Source text:
┄┄┄┄┄┄
Ace News Room Cutting Floor 22/03/2022

Follow Our Breaking & Daily News Here As It Happens:

The Real Russia. Today. Ahead of next court ruling, Navalny’s research team drops another bombshell investigation

Monday, March 21, 2022

What you’ll find in today’s newsletter

  • Latest developments
  • Team Navalny links a $700-million superyacht to Putin
  • Meduza speaks to people sticking it out in Kharkiv
  • A long-time state TV director explains why he’s finally quit
  • Meduza interviews Marina Ovsyannikova
  • A high school geography teacher describes how his opposition to the war cost him his job and then his life in Russia
  • New podcast episode: The past, present, and future of Telegram in Russia

Latest major developments in Russia and Ukraine

  • A servant of the people: Ukrainian President Volodymyr Zelensky says any compromise with Russia on the status of Crimea and the Donbas would depend ultimately on the results of a nationwide referendum. Zelensky also argued that NATO refuses to admit Ukraine because its members fear Russia, and this means Kyiv must seek alternative security guarantees.
  • Counting Ukraine’s dead: The latest estimates by the United Nations confirm the deaths of 975 civilians in Ukraine, including 75 children. Thousands more are reportedly dead in the besieged city of Mariupol.
  • Russia bans Facebook and Instagram: After a court in Moscow granted prosecutors’ request to designate Meta as an “extremist” organization, Russia’s federal censor ordered news media organizations to stop displaying the logos of Meta, Facebook, and Instagram. Journalists in compliance with Russian state censorship must now indicate in news coverage that Meta has been banned in Russia as an “extremist” group. (Separately, Roskomnadzor also blocked the television network Euronews.)
  • The disappearing casualty tally: An article published online by Komsomolskaya Pravda claimed briefly that Russia’s Defense Ministry admitted to nearly 10,000 Russian soldiers dying in Ukraine. The report’s original text did not include this information and the edited version remained live for several hours before the information was removed (along with two paragraphs from the original text about the death of Russian naval captain Andrey Paliy and the destruction of two “mercenary” camps outside Zhytomyr in Ukraine). The tabloid later said its website was hacked.
┄┄┄┄┄┄
Written instruction 1:
Answer these from the newsletter on Russia and Ukraine:
(a) According to the latest United Nations estimates, how many civilian deaths in Ukraine are confirmed, and how many of them were children?
(b) Besides ordering action on Meta's logos, which television network did Roskomnadzor block?
(c) What did Komsomolskaya Pravda later say about its website?
Written instruction 2: Pick up the newsletter on Russia and Ukraine after its last sentence and keep writing it.
These records have no connection to the newsletter on Russia and Ukraine.

Stored data:
┄┄┄┄┄┄
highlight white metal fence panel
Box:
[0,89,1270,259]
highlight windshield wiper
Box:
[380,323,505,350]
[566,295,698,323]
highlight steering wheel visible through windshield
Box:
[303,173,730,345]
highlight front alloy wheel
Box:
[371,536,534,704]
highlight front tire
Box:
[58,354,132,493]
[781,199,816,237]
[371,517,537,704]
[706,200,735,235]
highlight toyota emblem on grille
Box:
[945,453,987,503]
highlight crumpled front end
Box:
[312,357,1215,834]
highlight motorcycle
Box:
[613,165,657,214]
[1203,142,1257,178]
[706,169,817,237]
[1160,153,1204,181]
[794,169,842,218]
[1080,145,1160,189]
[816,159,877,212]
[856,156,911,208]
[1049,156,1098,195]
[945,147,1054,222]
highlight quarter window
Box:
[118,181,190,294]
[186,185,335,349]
┄┄┄┄┄┄
Task result 1:
(a) 975 civilians, including 75 children.
(b) Euronews.
(c) It said its website was hacked.

Task result 2:
  • At the brink: Russia’s Foreign Ministry summoned U.S. Ambassador John Sullivan to warn that President Biden’s recent comments about Putin being a “pure thug” and “murderous dictator” have brought Washington and Moscow to the brink of a full break in diplomatic relations.
  • Don’t call it a purge: Members of the Just Russia — For Truth political party launched an online project to petition Federal Investigative Committee head Alexander Bastrykin about fellow Russian citizens suspected of anti-state activities. The party says it’s already requested inquiries into how Channel One hired Marina Ovsyannikova (the woman who protested the war in Ukraine by interrupting a live news broadcast), how Russian Railways selected a Spanish company to service its Strizh train line, and more. “The time has come to build the state’s personnel policy on a wave of patriotism. This isn’t about purges; it’s about love for the country,” says the website. (In a related event, Channel One deputy general director Kirill Kleimyonov denounced his former colleague Ovsyannikova in a televised statement, accusing her of communicating with British diplomats before her protest.)
  • A treason case long in the making begins: Proceedings in the treason case against journalist Ivan Safronov have begun in Moscow. The trial is closed to the public, and journalists’ access to information about the case is limited to what they can learn from defense attorneys, who are bound by non-disclosure requirements. Safronov reportedly stands accused of passing classified information to Czech intelligence agencies working with the United States. Police arrested Safronov back in July 2020 and he has been imprisoned ever since.

Navalny’s team links mysterious $700-million superyacht to Russian President Vladimir Putin (4-min read)

Working in exile, Alexey Navalny’s team of anti-corruption activists have released a new investigation linking a $700-million superyacht to Russian President Vladimir Putin. The luxury vessel, officially registered to an offshore company in the Marshall Islands, is allegedly crewed by members of Russia’s Secret Service. Navalny’s team published the investigation on the eve of the Kremlin critic’s sentencing in yet another criminal trial. Navalny, who is currently serving more than 2.5 years in prison, could see his term extended to 13 years behind bars on new charges of fraud and contempt of court.

Russian troops have been shelling Kharkiv for 25 days. Meduza spoke to the civilians who still live there. (16-min read)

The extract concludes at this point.